──────── 数据行

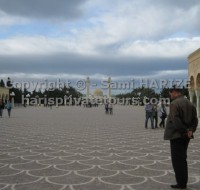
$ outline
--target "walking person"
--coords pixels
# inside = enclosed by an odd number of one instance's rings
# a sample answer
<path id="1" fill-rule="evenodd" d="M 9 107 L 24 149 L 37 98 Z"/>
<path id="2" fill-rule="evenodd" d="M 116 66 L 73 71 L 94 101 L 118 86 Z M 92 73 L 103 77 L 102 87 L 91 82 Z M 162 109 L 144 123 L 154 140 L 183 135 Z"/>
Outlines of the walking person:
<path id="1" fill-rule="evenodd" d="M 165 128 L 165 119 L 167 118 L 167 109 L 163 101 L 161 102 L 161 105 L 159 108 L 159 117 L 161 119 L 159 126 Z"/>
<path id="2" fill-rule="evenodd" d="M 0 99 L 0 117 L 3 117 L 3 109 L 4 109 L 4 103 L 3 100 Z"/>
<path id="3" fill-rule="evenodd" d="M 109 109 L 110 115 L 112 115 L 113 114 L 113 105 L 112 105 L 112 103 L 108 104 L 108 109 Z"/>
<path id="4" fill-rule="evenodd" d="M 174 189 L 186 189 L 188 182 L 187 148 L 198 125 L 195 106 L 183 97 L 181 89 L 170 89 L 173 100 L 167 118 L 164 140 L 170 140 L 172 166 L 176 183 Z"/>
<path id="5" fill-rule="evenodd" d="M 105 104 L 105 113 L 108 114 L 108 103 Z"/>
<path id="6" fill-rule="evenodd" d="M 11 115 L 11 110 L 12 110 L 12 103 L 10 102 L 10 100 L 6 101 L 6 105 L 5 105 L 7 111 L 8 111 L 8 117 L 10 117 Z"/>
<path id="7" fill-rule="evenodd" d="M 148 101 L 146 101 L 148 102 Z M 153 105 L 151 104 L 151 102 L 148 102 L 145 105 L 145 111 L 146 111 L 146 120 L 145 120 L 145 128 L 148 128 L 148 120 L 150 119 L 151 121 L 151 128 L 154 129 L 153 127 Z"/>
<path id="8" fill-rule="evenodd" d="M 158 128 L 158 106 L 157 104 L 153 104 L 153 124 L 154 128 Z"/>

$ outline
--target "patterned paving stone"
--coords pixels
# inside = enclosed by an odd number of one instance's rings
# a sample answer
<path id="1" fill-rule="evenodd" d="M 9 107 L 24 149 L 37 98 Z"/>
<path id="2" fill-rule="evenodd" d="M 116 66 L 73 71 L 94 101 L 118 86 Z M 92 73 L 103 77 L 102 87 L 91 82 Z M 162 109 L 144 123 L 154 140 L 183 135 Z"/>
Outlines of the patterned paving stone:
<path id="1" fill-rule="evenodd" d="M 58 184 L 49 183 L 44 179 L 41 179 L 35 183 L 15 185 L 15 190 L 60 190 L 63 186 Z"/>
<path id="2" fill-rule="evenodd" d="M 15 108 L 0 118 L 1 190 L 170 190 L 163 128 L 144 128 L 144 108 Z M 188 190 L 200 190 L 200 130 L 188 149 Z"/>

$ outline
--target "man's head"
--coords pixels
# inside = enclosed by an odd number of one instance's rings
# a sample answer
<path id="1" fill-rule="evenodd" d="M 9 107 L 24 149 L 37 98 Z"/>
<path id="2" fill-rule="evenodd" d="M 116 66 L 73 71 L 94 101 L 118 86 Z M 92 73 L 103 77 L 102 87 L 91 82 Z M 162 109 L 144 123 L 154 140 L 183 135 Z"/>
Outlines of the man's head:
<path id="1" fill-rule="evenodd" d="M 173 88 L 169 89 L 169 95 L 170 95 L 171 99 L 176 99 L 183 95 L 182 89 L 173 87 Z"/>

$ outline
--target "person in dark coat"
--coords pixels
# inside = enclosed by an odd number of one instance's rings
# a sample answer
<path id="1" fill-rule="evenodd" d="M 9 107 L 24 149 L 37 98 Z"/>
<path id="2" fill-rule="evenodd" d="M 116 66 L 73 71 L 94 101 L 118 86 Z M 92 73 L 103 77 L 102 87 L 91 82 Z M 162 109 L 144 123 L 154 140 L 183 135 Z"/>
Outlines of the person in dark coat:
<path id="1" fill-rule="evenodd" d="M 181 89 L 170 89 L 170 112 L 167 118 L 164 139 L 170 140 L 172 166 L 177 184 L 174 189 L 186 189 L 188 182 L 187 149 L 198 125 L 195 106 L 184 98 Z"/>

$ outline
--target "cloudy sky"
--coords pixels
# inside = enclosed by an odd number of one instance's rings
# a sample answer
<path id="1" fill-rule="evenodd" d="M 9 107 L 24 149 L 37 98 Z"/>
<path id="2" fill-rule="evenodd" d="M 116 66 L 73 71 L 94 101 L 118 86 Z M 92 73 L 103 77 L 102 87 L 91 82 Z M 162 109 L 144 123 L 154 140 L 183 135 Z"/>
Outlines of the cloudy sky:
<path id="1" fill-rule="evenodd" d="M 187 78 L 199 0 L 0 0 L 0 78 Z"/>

────────────────
──────── 数据行

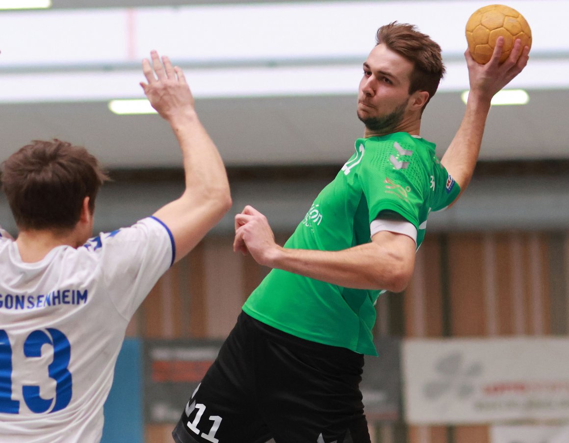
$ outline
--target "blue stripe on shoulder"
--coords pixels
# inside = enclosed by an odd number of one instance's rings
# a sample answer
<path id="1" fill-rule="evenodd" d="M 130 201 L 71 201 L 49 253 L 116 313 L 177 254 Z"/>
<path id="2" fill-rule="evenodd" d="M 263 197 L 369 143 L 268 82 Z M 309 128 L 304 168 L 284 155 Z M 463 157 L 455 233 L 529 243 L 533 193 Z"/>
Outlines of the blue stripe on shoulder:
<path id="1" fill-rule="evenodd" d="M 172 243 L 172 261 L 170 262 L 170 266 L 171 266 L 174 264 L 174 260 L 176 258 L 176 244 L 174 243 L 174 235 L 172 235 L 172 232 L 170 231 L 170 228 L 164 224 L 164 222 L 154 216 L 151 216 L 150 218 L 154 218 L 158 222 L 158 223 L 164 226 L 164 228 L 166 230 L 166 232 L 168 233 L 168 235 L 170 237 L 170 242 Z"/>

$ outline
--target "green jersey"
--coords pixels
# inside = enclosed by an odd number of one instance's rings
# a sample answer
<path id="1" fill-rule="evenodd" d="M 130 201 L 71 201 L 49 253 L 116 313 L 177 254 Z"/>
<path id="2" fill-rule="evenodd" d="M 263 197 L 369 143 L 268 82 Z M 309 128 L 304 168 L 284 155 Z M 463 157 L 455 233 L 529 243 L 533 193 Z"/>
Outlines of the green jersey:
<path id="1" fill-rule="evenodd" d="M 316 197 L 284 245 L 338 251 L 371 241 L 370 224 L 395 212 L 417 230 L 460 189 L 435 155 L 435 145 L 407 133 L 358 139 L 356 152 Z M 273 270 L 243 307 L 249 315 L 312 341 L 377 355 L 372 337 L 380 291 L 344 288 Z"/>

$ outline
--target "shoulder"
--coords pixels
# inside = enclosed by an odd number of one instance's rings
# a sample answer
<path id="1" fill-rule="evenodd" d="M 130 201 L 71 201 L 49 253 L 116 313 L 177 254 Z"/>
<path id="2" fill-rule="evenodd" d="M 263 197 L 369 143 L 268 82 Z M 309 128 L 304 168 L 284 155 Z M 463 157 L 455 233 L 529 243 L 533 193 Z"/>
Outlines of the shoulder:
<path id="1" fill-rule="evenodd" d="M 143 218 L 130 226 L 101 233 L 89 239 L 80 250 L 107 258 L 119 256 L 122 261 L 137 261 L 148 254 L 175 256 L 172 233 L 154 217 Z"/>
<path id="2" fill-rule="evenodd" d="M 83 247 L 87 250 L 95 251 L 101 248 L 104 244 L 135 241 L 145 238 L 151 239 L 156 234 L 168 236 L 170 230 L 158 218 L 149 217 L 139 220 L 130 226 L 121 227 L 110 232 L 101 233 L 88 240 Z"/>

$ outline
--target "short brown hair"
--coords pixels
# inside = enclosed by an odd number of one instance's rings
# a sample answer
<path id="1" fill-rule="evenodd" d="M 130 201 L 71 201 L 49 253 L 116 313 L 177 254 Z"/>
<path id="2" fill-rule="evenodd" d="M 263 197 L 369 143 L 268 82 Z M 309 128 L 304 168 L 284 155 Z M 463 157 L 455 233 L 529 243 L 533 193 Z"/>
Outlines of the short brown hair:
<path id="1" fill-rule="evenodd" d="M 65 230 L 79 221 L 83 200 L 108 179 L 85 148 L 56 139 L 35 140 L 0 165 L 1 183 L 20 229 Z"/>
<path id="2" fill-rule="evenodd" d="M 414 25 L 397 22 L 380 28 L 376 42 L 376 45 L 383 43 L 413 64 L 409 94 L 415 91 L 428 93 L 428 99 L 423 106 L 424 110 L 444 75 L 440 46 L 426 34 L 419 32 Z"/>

────────────────
──────── 数据行

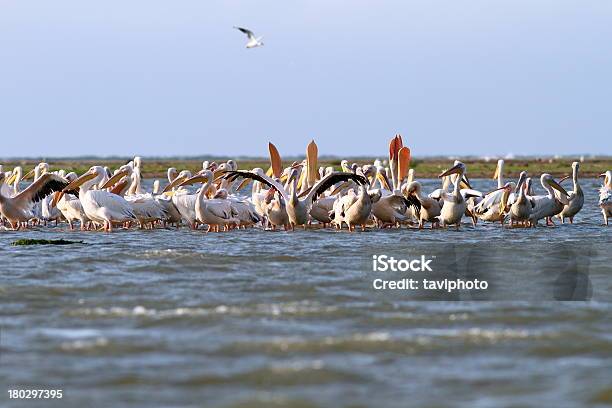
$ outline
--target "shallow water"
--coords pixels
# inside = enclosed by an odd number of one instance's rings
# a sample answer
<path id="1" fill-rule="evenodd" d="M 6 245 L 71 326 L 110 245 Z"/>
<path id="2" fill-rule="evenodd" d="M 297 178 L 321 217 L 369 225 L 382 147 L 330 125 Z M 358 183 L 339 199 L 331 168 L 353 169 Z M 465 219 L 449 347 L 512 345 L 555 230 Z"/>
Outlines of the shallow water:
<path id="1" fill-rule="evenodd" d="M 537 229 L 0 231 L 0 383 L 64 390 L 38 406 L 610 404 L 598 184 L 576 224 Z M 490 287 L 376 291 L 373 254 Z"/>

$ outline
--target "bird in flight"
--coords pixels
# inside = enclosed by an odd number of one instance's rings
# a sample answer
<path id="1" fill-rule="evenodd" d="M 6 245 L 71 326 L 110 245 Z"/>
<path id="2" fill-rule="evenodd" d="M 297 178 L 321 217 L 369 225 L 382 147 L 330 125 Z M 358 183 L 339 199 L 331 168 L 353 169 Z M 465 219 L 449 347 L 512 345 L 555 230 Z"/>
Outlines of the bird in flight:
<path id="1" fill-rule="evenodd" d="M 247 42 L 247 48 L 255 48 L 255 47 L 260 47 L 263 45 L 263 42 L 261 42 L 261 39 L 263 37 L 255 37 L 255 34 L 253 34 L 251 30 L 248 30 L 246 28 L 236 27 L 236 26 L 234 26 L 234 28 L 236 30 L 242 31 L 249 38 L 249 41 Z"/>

────────────────

从上面的数据行中选出所有含有单词“shallow”的行，逐行照抄下来。

--target "shallow water"
Outlines of the shallow water:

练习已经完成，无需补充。